Output the whole listing exactly, except for the pictures in it.

Study material
=-=-=
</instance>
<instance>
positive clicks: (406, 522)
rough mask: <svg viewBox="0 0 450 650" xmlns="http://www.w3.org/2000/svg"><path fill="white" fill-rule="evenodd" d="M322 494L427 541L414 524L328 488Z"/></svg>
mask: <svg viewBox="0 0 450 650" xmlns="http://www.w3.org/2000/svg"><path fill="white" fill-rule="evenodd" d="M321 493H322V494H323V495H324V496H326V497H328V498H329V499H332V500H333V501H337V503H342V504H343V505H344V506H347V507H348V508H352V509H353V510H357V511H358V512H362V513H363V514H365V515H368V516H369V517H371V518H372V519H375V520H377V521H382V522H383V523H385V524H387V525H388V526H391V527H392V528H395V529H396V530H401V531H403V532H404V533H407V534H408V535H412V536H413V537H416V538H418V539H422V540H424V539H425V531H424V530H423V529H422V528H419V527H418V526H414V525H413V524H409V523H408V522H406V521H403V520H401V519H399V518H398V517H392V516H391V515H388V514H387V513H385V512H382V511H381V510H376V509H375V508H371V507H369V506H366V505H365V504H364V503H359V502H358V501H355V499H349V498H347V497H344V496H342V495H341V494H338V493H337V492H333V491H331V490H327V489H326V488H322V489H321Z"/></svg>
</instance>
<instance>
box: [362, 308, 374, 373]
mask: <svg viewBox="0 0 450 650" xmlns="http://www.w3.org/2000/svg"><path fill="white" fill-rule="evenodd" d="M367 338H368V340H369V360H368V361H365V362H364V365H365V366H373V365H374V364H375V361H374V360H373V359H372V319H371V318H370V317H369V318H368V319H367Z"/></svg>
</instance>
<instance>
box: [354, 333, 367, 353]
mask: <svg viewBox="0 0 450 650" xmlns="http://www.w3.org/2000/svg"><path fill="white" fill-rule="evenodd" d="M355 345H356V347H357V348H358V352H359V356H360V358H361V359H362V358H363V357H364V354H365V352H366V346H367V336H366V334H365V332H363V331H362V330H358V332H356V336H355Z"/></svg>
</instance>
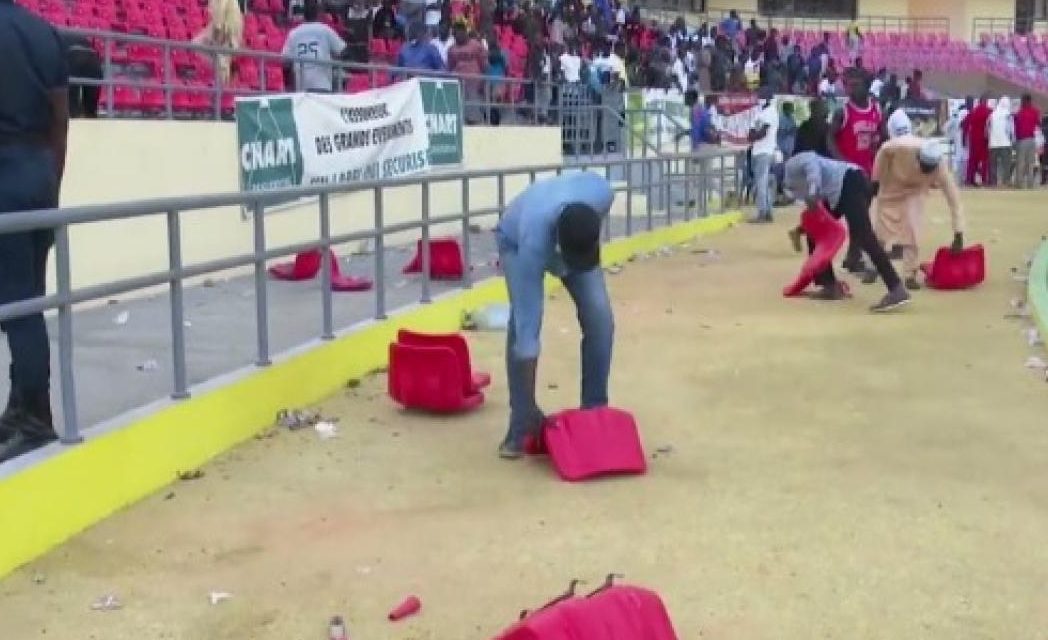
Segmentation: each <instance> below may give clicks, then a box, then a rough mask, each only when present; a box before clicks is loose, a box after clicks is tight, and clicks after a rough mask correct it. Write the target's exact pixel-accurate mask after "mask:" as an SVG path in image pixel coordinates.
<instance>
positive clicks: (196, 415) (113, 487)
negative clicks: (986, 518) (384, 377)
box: [0, 213, 741, 576]
mask: <svg viewBox="0 0 1048 640" xmlns="http://www.w3.org/2000/svg"><path fill="white" fill-rule="evenodd" d="M740 219H741V214H739V213H732V214H724V215H720V216H711V217H708V218H702V219H699V220H694V221H691V222H683V223H680V224H676V225H674V226H671V227H667V228H660V229H655V230H652V231H645V233H640V234H637V235H635V236H633V237H631V238H624V239H620V240H615V241H613V242H611V243H609V244H607V245H605V247H604V249H603V261H604V263H605V264H612V263H617V262H623V261H625V260H627V259H628V258H630V257H631V256H633V255H634V253H637V252H640V251H651V250H653V249H657V248H658V247H660V246H662V245H668V244H674V243H678V242H683V241H686V240H690V239H692V238H694V237H696V236H699V235H707V234H714V233H718V231H722V230H724V229H726V228H728V227H729V226H732V225H733V224H735V223H737V222H738V221H739V220H740ZM556 285H559V281H556V280H555V279H549V280H548V281H547V288H553V287H555V286H556ZM505 300H506V290H505V285H504V283H503V281H502V280H501V279H493V280H488V281H486V282H483V283H481V284H479V285H477V286H475V287H474V288H472V289H465V290H462V291H458V292H455V293H453V294H450V295H447V296H444V297H442V299H440V300H437V301H434V302H433V303H431V304H428V305H418V306H415V307H411V308H409V309H408V310H406V311H403V312H400V313H396V314H394V315H393V316H392V317H390V318H389V319H386V321H381V322H375V323H371V324H367V325H365V326H364V327H363V328H357V329H355V330H353V331H352V332H350V333H347V334H345V335H341V336H340V337H337V338H336V339H334V340H331V341H329V343H320V344H318V345H316V346H315V347H314V348H311V349H309V350H307V351H305V352H303V353H297V354H294V355H291V356H288V357H286V358H285V359H282V360H280V361H277V362H274V363H272V365H271V366H270V367H267V368H265V369H258V370H254V371H252V372H250V373H248V374H247V375H245V376H244V377H243V378H241V379H239V380H237V381H235V382H232V383H230V384H226V385H224V387H221V388H219V389H216V390H214V391H211V392H208V393H203V394H201V395H199V396H194V397H192V398H189V399H187V400H182V401H180V402H173V403H172V404H171V405H170V406H166V407H163V409H161V410H159V411H157V412H156V413H153V414H151V415H147V416H146V417H144V418H140V419H137V420H134V421H132V422H130V423H128V424H127V425H125V426H123V427H121V428H116V429H113V431H111V432H108V433H105V434H101V435H93V436H92V435H91V434H90V433H89V434H88V437H87V439H86V440H85V442H84V443H83V444H81V445H78V446H72V447H68V448H61V449H60V450H59V451H58V453H56V454H54V455H52V456H50V457H49V458H46V459H44V460H41V461H39V462H37V463H36V464H34V465H32V466H29V467H27V468H26V469H24V470H22V471H20V472H17V473H14V475H12V476H9V477H7V478H4V479H2V480H0V576H3V575H6V574H7V573H9V572H10V571H13V570H15V569H17V568H18V567H20V566H22V565H24V564H25V562H28V561H29V560H31V559H34V558H36V557H38V556H40V555H41V554H43V553H46V552H47V551H49V550H51V549H53V548H54V547H56V546H58V545H60V544H61V543H63V542H64V540H66V539H68V538H69V537H70V536H72V535H75V534H77V533H79V532H80V531H83V530H84V529H86V528H87V527H90V526H91V525H93V524H94V523H97V522H100V521H101V520H103V518H105V517H106V516H108V515H109V514H111V513H113V512H114V511H116V510H117V509H121V508H123V507H126V506H128V505H130V504H132V503H134V502H135V501H137V500H140V499H143V498H145V496H146V495H149V494H150V493H152V492H153V491H156V490H157V489H159V488H161V487H163V486H165V485H168V484H170V483H171V482H172V481H173V480H174V479H175V478H176V476H177V473H178V472H179V471H185V470H190V469H194V468H196V467H198V466H200V465H201V464H203V463H205V462H206V461H209V460H211V459H212V458H214V457H215V456H217V455H219V454H221V453H223V451H225V450H227V449H230V448H231V447H233V446H235V445H236V444H238V443H239V442H242V441H244V440H246V439H248V438H250V437H252V436H254V435H255V434H257V433H258V432H259V431H261V429H262V428H264V427H266V426H268V425H270V424H272V421H274V416H275V415H276V414H277V412H278V411H280V410H281V409H284V407H287V406H302V405H306V404H310V403H313V402H316V401H319V400H322V399H323V398H326V397H328V396H330V395H332V394H334V393H335V392H337V390H339V389H341V388H342V387H343V385H344V384H345V383H346V381H347V380H349V379H352V378H359V377H362V376H365V375H367V374H368V373H370V372H372V371H374V370H376V369H378V368H381V367H385V366H386V363H387V358H388V348H389V344H390V341H391V340H393V339H394V337H395V335H396V332H397V330H398V329H400V328H401V327H410V328H413V329H417V330H421V331H432V332H440V331H456V330H458V328H459V323H460V316H461V313H462V311H464V310H470V309H474V308H476V307H479V306H482V305H485V304H489V303H494V302H504V301H505Z"/></svg>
=-=-=
Answer section
</instance>
<instance>
positive clicks: (406, 522)
rough mask: <svg viewBox="0 0 450 650" xmlns="http://www.w3.org/2000/svg"><path fill="white" fill-rule="evenodd" d="M322 494L427 541L414 524L328 488Z"/></svg>
mask: <svg viewBox="0 0 450 650" xmlns="http://www.w3.org/2000/svg"><path fill="white" fill-rule="evenodd" d="M321 493H322V494H323V495H324V496H326V497H328V498H329V499H332V500H333V501H337V503H342V504H343V505H344V506H347V507H348V508H352V509H353V510H357V511H358V512H362V513H363V514H365V515H368V516H369V517H371V518H372V519H375V520H377V521H382V522H383V523H385V524H387V525H388V526H391V527H392V528H395V529H396V530H401V531H403V532H404V533H407V534H408V535H412V536H413V537H416V538H418V539H422V540H424V539H425V531H424V530H423V529H422V528H419V527H418V526H414V525H413V524H409V523H408V522H406V521H403V520H401V519H399V518H398V517H392V516H391V515H388V514H387V513H385V512H382V511H381V510H376V509H375V508H371V507H369V506H366V505H365V504H364V503H359V502H358V501H355V499H349V498H347V497H344V496H342V495H341V494H338V493H337V492H333V491H331V490H327V489H326V488H322V489H321Z"/></svg>
</instance>
<instance>
box: [362, 308, 374, 373]
mask: <svg viewBox="0 0 450 650" xmlns="http://www.w3.org/2000/svg"><path fill="white" fill-rule="evenodd" d="M367 338H368V340H369V360H368V361H365V362H364V365H365V366H373V365H374V364H375V361H374V360H373V359H372V319H371V318H370V317H369V318H368V319H367Z"/></svg>
</instance>
<instance>
box: [354, 333, 367, 353]
mask: <svg viewBox="0 0 450 650" xmlns="http://www.w3.org/2000/svg"><path fill="white" fill-rule="evenodd" d="M355 345H356V347H357V348H358V352H359V356H360V358H361V359H362V358H363V357H364V354H365V352H366V346H367V336H366V334H365V332H363V331H362V330H358V332H356V336H355Z"/></svg>
</instance>
Segmentation: each <instance> below may give clicks, then a box, then a rough mask, each only when present; a box before clicks is loose, a box after clicks is tight, and clicks after a rough mask correct it. Write the target's exact pixel-accurate mask after "mask:" as an SVG path in image pixel coordinates.
<instance>
positive clicks: (196, 415) (113, 487)
negative clicks: (986, 518) (384, 377)
box: [0, 213, 741, 576]
mask: <svg viewBox="0 0 1048 640" xmlns="http://www.w3.org/2000/svg"><path fill="white" fill-rule="evenodd" d="M740 219H741V214H739V213H732V214H724V215H720V216H711V217H708V218H702V219H699V220H694V221H691V222H683V223H680V224H676V225H674V226H671V227H667V228H660V229H655V230H652V231H645V233H640V234H637V235H635V236H633V237H631V238H624V239H620V240H615V241H613V242H611V243H609V244H607V245H605V247H604V249H603V261H604V263H605V264H612V263H617V262H623V261H625V260H627V259H628V258H630V257H631V256H633V255H634V253H637V252H640V251H651V250H653V249H657V248H658V247H660V246H662V245H668V244H674V243H678V242H683V241H686V240H690V239H692V238H694V237H696V236H699V235H707V234H714V233H718V231H722V230H724V229H726V228H728V227H729V226H732V225H733V224H735V223H737V222H738V221H739V220H740ZM556 285H559V281H556V280H555V279H549V280H548V281H547V288H553V287H555V286H556ZM505 300H506V290H505V285H504V283H503V281H502V280H501V279H493V280H488V281H486V282H483V283H481V284H479V285H477V286H475V287H474V288H472V289H465V290H462V291H458V292H455V293H453V294H450V295H447V296H444V297H442V299H440V300H437V301H434V302H433V303H431V304H428V305H418V306H415V307H411V308H409V309H408V310H406V311H403V312H400V313H396V314H394V315H393V316H392V317H390V318H389V319H386V321H381V322H375V323H371V324H367V325H365V326H364V327H363V328H357V329H355V330H353V331H352V332H350V333H347V334H345V335H341V336H340V337H337V338H336V339H334V340H331V341H329V343H320V344H318V345H316V346H315V347H314V348H311V349H309V350H307V351H305V352H303V353H297V354H294V355H291V356H288V357H286V358H285V359H282V360H280V361H277V362H274V363H272V365H271V366H270V367H267V368H265V369H258V370H254V371H252V372H250V373H248V374H247V375H245V376H244V377H243V378H241V379H239V380H237V381H235V382H232V383H230V384H226V385H224V387H221V388H219V389H216V390H214V391H211V392H208V393H203V394H201V395H199V396H194V397H192V398H189V399H187V400H182V401H180V402H173V403H172V404H171V405H170V406H166V407H163V409H161V410H159V411H157V412H156V413H153V414H151V415H147V416H146V417H144V418H140V419H137V420H134V421H132V422H130V423H128V424H127V425H125V426H123V427H121V428H116V429H113V431H111V432H108V433H105V434H101V435H93V436H92V435H91V434H90V433H89V434H88V437H87V439H86V440H85V442H84V443H83V444H81V445H78V446H72V447H68V448H61V449H60V450H59V451H58V453H56V454H54V455H52V456H50V457H49V458H46V459H44V460H41V461H39V462H37V463H36V464H34V465H32V466H29V467H27V468H26V469H24V470H22V471H20V472H17V473H14V475H12V476H9V477H7V478H4V479H2V480H0V576H3V575H6V574H7V573H9V572H10V571H13V570H15V569H17V568H18V567H20V566H22V565H24V564H25V562H28V561H29V560H31V559H34V558H36V557H38V556H40V555H41V554H43V553H46V552H47V551H49V550H51V549H53V548H54V547H56V546H58V545H60V544H61V543H63V542H64V540H66V539H68V538H69V537H70V536H72V535H75V534H77V533H79V532H80V531H83V530H84V529H86V528H87V527H90V526H91V525H93V524H94V523H97V522H100V521H101V520H103V518H105V517H106V516H108V515H109V514H111V513H113V512H114V511H116V510H117V509H121V508H123V507H126V506H128V505H130V504H132V503H134V502H135V501H137V500H140V499H143V498H145V496H146V495H149V494H150V493H152V492H153V491H156V490H157V489H159V488H161V487H163V486H165V485H168V484H170V483H171V482H172V481H173V480H174V479H175V478H176V476H177V473H178V472H179V471H185V470H190V469H194V468H196V467H198V466H200V465H201V464H203V463H205V462H206V461H209V460H211V459H212V458H214V457H215V456H217V455H219V454H221V453H223V451H225V450H227V449H230V448H231V447H233V446H235V445H236V444H238V443H239V442H242V441H244V440H246V439H248V438H250V437H252V436H254V435H255V434H257V433H258V432H259V431H261V429H262V428H264V427H266V426H268V425H270V424H272V421H274V416H275V415H276V414H277V412H278V411H280V410H281V409H284V407H287V406H302V405H306V404H310V403H313V402H316V401H319V400H322V399H323V398H326V397H328V396H330V395H332V394H334V393H335V392H337V390H339V389H341V388H342V387H343V385H344V384H345V383H346V381H347V380H349V379H352V378H359V377H362V376H365V375H367V374H368V373H370V372H372V371H374V370H376V369H378V368H381V367H385V366H386V363H387V358H388V348H389V344H390V341H391V340H393V339H394V337H395V335H396V332H397V330H398V329H400V328H401V327H410V328H413V329H417V330H421V331H432V332H440V331H456V330H458V328H459V323H460V316H461V313H462V311H464V310H470V309H474V308H476V307H479V306H482V305H485V304H489V303H494V302H504V301H505Z"/></svg>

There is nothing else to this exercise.